● **Data excerpts**

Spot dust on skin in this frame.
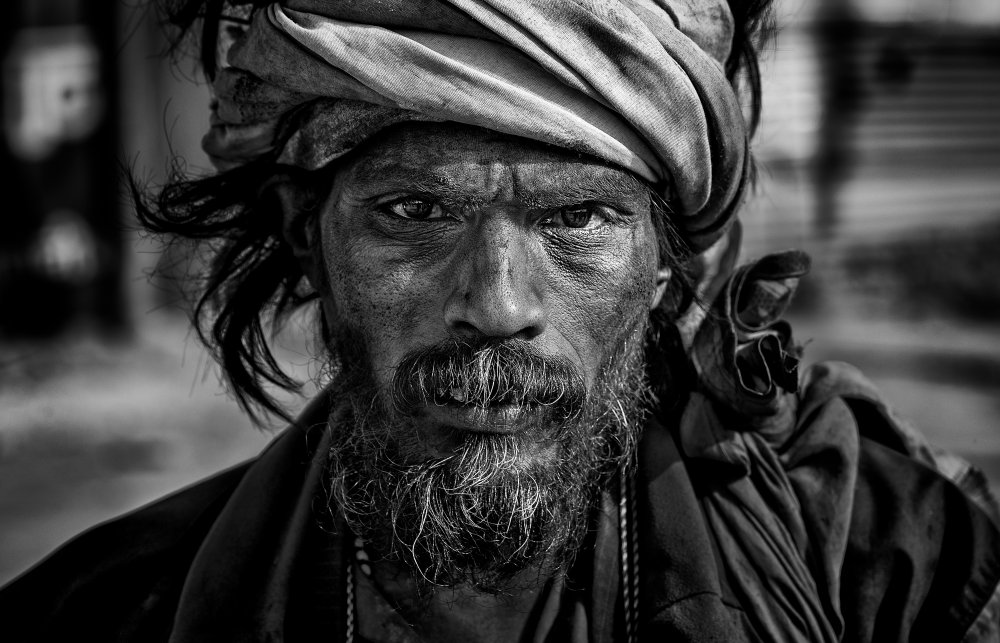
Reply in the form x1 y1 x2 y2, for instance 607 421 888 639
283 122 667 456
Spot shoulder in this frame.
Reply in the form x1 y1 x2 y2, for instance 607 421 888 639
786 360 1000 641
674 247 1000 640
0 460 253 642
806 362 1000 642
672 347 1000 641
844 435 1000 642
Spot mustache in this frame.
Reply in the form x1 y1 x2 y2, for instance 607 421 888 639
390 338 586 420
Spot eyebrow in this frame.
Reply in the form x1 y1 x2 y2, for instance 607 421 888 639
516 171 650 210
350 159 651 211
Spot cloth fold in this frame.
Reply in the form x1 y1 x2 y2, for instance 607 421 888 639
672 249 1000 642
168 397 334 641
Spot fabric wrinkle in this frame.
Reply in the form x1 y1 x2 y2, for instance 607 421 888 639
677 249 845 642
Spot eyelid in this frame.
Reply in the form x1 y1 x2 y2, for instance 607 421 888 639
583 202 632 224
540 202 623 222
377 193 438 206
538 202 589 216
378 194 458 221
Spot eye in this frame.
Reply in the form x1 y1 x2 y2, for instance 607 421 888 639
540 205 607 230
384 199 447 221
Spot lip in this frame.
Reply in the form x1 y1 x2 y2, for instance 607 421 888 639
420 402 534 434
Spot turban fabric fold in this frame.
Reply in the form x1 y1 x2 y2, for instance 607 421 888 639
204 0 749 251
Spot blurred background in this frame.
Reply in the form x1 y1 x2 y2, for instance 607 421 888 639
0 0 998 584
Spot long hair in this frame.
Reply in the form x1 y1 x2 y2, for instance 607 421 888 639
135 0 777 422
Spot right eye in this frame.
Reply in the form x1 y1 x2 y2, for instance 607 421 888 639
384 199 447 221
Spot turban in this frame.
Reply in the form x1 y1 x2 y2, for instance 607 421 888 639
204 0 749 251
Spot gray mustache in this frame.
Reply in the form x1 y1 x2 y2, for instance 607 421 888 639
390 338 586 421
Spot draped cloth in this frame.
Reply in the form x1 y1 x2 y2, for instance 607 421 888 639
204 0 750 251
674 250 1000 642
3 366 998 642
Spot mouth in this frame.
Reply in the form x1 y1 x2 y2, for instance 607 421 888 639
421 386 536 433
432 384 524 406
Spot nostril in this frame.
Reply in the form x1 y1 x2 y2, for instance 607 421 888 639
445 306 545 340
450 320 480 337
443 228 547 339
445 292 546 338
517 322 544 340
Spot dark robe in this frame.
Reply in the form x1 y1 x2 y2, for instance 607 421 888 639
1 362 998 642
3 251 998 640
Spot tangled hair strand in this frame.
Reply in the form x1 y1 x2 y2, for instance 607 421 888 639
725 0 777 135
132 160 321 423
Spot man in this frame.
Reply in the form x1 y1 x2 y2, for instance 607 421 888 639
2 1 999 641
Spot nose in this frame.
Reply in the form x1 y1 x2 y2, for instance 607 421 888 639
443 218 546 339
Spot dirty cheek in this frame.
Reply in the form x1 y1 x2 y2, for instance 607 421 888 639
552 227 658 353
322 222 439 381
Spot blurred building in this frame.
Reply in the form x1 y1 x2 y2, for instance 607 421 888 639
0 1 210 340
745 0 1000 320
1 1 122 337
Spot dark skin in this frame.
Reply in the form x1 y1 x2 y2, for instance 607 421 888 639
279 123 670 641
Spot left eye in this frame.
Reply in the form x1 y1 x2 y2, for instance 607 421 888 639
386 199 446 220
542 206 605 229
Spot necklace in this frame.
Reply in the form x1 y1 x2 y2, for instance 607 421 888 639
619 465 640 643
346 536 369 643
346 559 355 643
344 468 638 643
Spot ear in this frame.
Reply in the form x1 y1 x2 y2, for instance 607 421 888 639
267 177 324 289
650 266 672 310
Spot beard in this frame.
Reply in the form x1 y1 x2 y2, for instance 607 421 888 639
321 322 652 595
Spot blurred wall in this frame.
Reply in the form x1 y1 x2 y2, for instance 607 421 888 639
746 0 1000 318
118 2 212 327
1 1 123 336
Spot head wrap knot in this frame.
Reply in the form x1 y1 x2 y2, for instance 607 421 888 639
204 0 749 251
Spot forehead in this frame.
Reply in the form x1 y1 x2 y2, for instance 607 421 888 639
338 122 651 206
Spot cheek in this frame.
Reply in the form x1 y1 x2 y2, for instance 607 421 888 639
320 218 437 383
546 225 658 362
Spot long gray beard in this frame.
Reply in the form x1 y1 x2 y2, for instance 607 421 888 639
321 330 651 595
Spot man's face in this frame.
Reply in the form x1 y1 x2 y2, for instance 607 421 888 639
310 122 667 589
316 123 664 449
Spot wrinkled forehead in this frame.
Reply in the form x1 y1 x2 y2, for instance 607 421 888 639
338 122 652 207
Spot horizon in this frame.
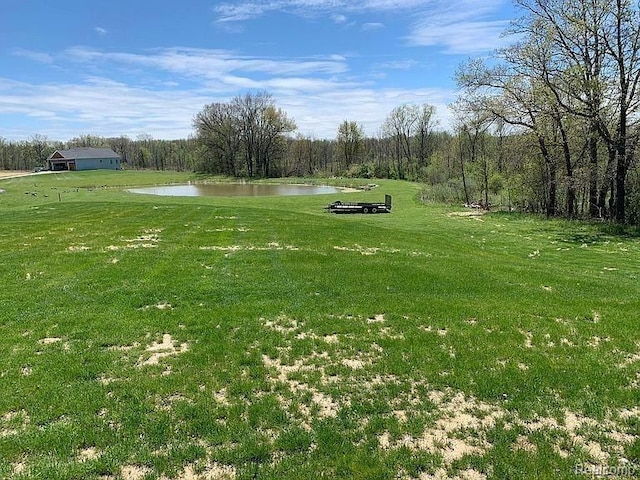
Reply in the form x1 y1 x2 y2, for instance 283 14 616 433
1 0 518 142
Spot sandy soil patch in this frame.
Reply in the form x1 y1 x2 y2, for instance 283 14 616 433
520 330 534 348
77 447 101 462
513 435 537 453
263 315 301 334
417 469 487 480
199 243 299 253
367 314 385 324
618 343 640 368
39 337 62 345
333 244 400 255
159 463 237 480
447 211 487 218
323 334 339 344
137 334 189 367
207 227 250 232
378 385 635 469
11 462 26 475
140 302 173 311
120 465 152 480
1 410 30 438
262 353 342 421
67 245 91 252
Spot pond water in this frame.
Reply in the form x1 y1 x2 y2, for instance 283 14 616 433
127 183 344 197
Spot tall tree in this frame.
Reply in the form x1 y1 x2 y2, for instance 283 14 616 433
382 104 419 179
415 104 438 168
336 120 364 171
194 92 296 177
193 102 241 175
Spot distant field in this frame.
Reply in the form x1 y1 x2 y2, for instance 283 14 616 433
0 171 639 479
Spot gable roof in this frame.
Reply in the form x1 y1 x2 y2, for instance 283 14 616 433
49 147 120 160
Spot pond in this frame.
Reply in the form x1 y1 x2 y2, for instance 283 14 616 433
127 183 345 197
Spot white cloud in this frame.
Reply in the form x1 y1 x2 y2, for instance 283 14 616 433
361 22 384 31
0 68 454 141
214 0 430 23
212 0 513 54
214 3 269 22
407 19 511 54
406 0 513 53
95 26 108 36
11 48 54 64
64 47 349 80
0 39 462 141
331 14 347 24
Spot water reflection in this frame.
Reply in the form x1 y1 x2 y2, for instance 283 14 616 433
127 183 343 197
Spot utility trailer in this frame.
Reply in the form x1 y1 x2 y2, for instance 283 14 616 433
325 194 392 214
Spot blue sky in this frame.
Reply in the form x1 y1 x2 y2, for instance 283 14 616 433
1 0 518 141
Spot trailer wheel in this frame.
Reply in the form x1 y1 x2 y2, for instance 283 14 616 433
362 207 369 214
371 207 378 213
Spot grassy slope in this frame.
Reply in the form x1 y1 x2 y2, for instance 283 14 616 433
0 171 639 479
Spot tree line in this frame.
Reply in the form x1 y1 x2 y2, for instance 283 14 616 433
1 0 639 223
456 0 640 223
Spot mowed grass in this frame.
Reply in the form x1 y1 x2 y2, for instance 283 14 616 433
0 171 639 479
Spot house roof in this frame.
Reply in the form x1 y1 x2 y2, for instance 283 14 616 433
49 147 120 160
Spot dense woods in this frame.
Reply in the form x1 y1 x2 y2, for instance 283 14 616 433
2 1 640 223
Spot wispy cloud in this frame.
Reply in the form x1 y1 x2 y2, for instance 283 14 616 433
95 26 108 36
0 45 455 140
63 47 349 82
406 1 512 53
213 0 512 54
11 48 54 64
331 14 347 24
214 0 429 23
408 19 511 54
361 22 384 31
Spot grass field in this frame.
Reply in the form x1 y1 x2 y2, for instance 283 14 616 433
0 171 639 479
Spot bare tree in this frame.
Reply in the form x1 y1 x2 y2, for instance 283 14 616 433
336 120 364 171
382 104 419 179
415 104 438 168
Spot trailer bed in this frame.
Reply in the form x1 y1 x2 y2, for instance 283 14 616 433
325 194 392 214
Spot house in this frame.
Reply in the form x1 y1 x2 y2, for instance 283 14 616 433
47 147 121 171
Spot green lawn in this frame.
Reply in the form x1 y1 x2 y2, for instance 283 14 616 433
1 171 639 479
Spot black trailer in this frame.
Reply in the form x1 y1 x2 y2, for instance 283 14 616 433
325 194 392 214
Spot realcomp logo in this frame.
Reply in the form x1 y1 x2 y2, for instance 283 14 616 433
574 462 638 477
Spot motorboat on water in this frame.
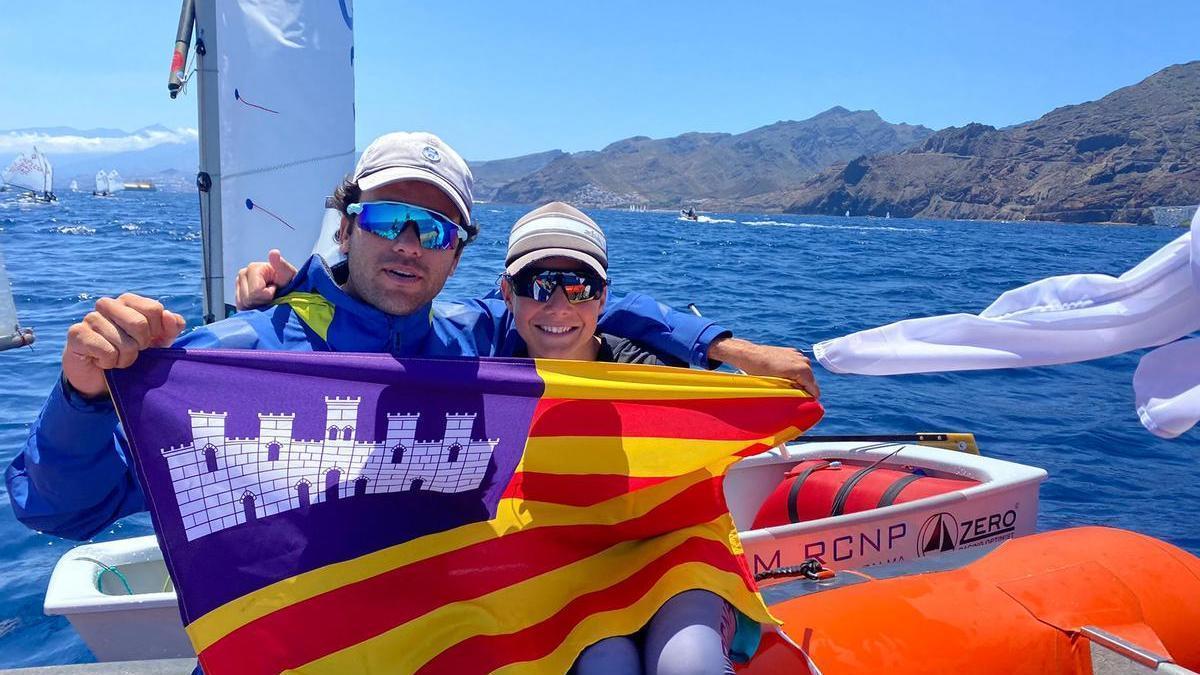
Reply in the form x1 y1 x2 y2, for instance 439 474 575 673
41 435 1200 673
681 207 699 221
==
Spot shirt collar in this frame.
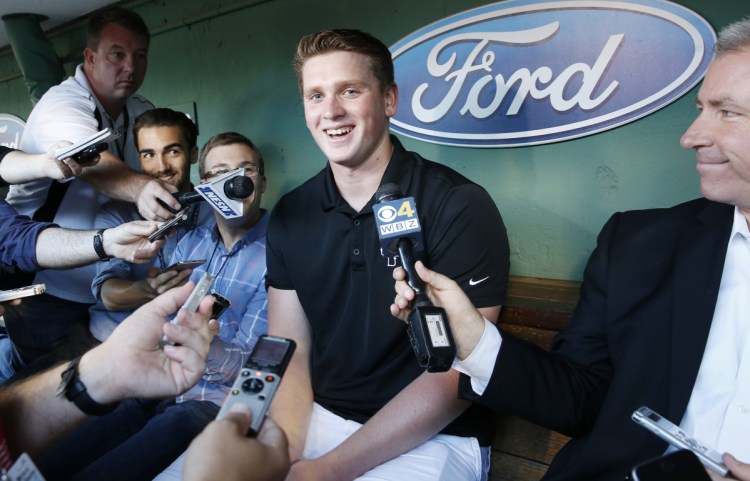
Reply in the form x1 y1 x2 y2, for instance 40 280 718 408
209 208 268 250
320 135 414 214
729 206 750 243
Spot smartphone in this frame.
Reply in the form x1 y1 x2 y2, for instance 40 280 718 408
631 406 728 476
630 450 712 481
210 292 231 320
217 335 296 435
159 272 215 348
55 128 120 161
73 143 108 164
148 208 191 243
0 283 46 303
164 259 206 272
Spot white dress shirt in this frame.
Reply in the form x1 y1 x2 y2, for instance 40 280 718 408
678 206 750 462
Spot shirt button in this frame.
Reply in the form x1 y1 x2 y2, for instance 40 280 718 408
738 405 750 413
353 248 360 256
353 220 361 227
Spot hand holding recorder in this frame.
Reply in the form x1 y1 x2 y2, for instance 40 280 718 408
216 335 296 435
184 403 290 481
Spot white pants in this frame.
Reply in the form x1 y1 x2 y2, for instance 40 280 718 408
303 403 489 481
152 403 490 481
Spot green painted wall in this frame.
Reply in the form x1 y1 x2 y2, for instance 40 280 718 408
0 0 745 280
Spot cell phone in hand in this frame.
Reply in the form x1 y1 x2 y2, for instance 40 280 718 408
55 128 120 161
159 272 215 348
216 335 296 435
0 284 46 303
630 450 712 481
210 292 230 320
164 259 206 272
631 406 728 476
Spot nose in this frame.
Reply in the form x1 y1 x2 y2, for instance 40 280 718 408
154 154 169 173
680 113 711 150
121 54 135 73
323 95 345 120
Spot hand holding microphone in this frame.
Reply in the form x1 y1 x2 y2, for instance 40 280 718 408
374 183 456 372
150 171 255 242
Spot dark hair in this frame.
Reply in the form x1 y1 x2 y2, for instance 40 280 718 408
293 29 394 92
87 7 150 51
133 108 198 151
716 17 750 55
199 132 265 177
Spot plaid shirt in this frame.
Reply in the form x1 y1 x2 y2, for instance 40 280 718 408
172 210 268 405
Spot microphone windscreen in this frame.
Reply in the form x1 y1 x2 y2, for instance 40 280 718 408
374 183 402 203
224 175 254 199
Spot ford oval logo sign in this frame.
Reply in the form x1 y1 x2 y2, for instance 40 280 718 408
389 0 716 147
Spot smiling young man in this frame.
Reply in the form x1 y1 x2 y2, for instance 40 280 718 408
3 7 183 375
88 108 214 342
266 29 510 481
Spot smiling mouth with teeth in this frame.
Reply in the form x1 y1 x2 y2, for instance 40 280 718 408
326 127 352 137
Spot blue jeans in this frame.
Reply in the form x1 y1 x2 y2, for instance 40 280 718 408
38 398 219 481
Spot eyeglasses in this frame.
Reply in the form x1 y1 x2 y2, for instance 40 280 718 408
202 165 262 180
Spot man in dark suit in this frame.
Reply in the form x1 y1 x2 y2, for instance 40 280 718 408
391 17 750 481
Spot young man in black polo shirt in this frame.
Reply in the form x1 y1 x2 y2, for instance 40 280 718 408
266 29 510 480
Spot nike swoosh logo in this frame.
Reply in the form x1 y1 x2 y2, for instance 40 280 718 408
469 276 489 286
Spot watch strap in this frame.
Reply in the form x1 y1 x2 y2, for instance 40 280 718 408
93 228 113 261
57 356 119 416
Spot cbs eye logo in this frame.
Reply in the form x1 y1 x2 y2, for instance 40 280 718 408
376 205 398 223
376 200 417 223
--
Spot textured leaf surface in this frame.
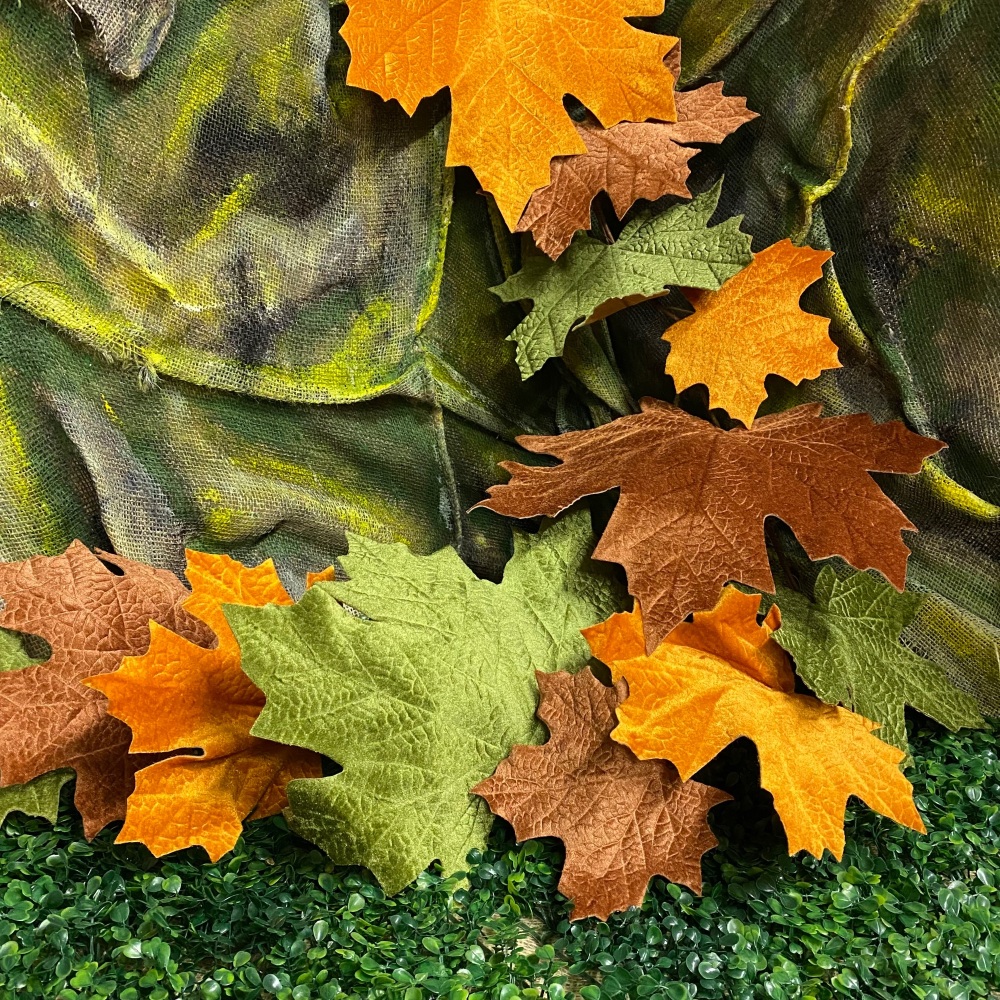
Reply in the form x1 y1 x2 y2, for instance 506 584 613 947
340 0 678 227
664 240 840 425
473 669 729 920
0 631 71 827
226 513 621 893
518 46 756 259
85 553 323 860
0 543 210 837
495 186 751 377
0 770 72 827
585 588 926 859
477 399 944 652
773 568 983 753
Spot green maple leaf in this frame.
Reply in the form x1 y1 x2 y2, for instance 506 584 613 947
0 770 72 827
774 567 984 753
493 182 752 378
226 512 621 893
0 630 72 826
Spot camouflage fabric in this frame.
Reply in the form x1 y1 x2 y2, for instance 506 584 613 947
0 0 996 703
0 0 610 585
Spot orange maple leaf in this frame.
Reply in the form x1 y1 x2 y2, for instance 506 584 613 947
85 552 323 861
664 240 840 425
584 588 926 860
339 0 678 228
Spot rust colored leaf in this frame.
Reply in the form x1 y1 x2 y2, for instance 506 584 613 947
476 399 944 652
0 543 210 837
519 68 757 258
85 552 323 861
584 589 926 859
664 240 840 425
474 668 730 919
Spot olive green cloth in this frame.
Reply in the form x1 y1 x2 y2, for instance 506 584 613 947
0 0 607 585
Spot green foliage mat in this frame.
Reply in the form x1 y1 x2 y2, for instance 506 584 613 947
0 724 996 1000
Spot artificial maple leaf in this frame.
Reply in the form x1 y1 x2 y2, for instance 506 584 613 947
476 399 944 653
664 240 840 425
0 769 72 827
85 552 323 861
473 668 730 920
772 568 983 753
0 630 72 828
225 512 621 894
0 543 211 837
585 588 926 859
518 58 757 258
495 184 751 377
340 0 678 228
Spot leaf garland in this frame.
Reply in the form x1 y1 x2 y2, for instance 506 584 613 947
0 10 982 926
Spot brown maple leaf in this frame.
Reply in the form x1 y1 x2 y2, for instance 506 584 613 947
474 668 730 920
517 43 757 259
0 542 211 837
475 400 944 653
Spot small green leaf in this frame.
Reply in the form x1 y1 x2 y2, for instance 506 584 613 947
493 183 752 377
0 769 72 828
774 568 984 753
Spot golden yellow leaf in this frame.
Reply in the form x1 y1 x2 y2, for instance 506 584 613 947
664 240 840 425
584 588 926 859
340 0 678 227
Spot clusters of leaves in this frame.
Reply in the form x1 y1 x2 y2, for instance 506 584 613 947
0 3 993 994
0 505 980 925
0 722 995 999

● **About this exercise**
Each line from the material above that mentions the word "white" needs to be copied.

● **Answer**
Spot white cloud in this frame.
Spot white dress shirt in this frame.
Spot white pants in this frame.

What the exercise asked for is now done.